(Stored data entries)
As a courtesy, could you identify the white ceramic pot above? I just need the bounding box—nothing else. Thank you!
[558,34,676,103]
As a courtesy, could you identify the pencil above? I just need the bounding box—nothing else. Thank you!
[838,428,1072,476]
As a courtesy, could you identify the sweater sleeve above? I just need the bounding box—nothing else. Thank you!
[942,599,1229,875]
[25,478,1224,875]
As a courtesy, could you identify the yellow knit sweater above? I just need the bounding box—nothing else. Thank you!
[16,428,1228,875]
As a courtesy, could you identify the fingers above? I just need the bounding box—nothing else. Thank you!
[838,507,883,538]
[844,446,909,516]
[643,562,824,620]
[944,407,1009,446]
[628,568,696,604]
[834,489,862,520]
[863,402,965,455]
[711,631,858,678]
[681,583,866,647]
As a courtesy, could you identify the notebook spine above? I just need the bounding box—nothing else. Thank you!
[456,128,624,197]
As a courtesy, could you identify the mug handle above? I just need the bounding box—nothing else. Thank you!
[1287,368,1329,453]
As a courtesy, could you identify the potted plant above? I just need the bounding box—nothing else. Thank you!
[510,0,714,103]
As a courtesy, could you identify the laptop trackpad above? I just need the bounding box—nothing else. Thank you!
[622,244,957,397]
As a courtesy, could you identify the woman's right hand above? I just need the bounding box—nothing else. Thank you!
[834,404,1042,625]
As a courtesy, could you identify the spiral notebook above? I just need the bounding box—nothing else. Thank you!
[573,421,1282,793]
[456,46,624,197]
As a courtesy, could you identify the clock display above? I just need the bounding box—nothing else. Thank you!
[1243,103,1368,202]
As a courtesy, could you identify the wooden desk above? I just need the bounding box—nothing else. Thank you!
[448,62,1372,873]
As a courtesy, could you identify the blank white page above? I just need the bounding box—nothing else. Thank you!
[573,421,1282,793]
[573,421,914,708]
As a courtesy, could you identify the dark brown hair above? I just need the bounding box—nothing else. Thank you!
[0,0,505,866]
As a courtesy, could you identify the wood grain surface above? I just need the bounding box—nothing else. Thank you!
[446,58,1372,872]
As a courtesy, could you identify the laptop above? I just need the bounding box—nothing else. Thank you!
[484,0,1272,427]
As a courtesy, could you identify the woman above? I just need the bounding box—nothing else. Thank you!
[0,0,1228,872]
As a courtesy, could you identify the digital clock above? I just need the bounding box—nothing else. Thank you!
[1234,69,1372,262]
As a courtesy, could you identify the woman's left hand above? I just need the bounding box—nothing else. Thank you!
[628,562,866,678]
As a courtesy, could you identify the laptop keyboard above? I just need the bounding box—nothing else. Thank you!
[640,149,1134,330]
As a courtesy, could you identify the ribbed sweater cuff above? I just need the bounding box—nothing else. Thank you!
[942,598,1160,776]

→ Problem requirements
Quote verbatim everything in the items from the line containing "As a courtesy, could you identify the pencil" down to the line containing "[681,583,866,647]", with both of those lines included.

→ Finished exercise
As a courtesy, could you identify the pencil above? I just need the bounding box—nothing else. Thank you!
[838,428,1072,476]
As a courtesy, could you identify the sweater sleeve above? I just need the bounding box—nothing else. Thank you!
[942,599,1229,875]
[25,478,1224,875]
As a courtesy, could you identify the yellow knit sweater above? I just need the bounding box—nothing else. Thank you!
[16,428,1228,875]
As a courtesy, could you identify the fingers above? I just need the bounding box—nothing else. Thank you!
[838,507,883,538]
[844,446,909,516]
[643,562,824,620]
[944,407,1009,446]
[628,568,696,604]
[834,489,862,520]
[863,402,965,455]
[711,631,858,678]
[681,583,866,647]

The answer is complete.